## Short exercise a
Retype the records starting at the line that contains "is snow-covered ground." and ending at the line that contains "[562,114,602,128]", with both of those lines included.

Building for Scale: Lessons from Managing 100K+ Concurrent Users

A deep dive into the architecture decisions and challenges faced while building the ePremier League platform for Gfinity, handling massive concurrent user loads during live esports events.

Building for Scale: Lessons from Managing 100K+ Concurrent Users
When I joined Gfinity to work on the ePremier League platform, I knew we were building something ambitious. What I didn’t fully grasp was the scale we’d need to handle when Premier League football clubs’ esports teams competed in front of massive global audiences.

The ePremier League brings together all 20 Premier League clubs in competitive EA SPORTS FC™ tournaments, with matches broadcast live and thousands of fans following their teams online. During peak events, we regularly handled over 100,000 concurrent users, all expecting real-time updates, seamless streaming integration, and zero downtime.
Here’s what I learned about building systems that can handle that kind of scale.

## Short exercise b
Translate this sentence from the post on scaling into Spanish: "Here’s what I learned about building systems that can handle that kind of scale."

## Material supplied
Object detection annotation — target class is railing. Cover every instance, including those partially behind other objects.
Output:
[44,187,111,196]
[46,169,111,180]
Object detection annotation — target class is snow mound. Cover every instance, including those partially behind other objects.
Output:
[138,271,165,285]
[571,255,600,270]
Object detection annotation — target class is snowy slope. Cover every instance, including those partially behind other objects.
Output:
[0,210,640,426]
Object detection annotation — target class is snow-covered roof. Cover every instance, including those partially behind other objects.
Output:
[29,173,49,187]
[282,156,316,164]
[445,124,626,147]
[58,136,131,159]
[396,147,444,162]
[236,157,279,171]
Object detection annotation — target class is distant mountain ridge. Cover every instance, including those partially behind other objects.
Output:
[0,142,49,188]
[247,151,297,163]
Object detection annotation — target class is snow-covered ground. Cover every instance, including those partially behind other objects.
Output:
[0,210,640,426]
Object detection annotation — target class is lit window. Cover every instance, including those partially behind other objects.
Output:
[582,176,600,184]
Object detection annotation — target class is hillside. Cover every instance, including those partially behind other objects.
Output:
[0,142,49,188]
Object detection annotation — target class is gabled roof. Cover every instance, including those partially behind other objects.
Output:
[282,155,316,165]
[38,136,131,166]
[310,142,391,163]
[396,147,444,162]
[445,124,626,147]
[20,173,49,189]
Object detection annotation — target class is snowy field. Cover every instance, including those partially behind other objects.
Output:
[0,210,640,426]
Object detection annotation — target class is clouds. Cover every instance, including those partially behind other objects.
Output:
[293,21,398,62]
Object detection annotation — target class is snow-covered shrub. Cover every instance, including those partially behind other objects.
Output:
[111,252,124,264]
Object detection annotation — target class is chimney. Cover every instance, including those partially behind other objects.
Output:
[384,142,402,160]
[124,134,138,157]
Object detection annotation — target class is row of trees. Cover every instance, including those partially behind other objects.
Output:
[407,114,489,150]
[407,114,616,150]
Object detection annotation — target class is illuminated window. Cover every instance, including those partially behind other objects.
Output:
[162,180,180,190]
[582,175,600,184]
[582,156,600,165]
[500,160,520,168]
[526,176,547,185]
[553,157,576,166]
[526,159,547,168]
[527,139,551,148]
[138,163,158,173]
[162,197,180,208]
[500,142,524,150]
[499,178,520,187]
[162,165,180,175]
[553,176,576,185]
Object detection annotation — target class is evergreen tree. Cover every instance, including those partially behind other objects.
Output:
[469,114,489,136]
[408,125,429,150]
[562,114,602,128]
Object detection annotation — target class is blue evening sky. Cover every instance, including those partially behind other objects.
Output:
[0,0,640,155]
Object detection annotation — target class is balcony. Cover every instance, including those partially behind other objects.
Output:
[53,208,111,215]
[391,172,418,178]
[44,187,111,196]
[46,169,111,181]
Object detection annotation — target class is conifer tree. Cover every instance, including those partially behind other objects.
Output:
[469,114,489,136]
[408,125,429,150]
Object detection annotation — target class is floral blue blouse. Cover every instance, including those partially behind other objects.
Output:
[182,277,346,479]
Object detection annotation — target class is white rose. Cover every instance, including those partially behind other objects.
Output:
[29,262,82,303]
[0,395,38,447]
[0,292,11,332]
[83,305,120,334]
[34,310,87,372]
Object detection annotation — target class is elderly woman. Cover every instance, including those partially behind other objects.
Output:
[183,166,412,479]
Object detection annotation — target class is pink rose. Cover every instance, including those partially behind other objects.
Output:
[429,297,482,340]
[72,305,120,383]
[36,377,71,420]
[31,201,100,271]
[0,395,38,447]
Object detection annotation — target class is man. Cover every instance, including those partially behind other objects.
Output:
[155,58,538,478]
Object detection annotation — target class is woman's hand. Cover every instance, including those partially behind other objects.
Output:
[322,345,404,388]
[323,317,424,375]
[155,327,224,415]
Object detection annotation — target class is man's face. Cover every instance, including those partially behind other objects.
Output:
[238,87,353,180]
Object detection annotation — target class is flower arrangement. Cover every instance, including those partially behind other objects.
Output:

## Task response a
Object detection annotation — target class is snow-covered ground. Cover every instance, including those partially behind other objects.
Output:
[0,210,640,426]
Object detection annotation — target class is lit window. Cover every instance, including those partially behind other objects.
Output:
[582,176,600,184]
Object detection annotation — target class is hillside. Cover every instance, including those partially behind other objects.
Output:
[0,142,49,188]
Object detection annotation — target class is gabled roof. Cover every instance, including those partially behind other objects.
Output:
[282,155,316,165]
[38,136,131,166]
[310,142,391,163]
[396,147,444,162]
[445,124,626,147]
[20,173,49,189]
Object detection annotation — target class is snowy field. Cover every instance, including those partially behind other objects.
Output:
[0,210,640,426]
Object detection annotation — target class is clouds. Cover every instance, including those partially behind other objects.
Output:
[293,21,398,62]
Object detection annotation — target class is snow-covered shrub. Cover every instance, including those partially behind other objects.
Output:
[111,252,124,264]
Object detection annotation — target class is chimney. Cover every instance, including those partially behind other objects.
Output:
[384,142,402,160]
[124,134,138,157]
Object detection annotation — target class is row of trees. Cover every instance, including those partially behind other objects.
Output:
[407,114,489,150]
[407,114,616,150]
Object detection annotation — target class is illuminated window. Cover every instance, including those partially behind other objects.
Output:
[162,180,180,190]
[582,175,600,184]
[582,156,600,165]
[500,160,520,168]
[526,176,547,185]
[553,157,576,166]
[526,159,547,168]
[527,139,551,148]
[138,163,158,173]
[162,197,180,208]
[500,142,524,150]
[499,178,520,187]
[162,165,180,175]
[553,176,576,185]
Object detection annotation — target class is evergreen tree. Cover every instance, including those partially behind other objects.
Output:
[469,114,489,136]
[408,125,429,150]
[562,114,602,128]

## Task response b
Esto es lo que aprendí sobre cómo construir sistemas capaces de manejar ese nivel de escala.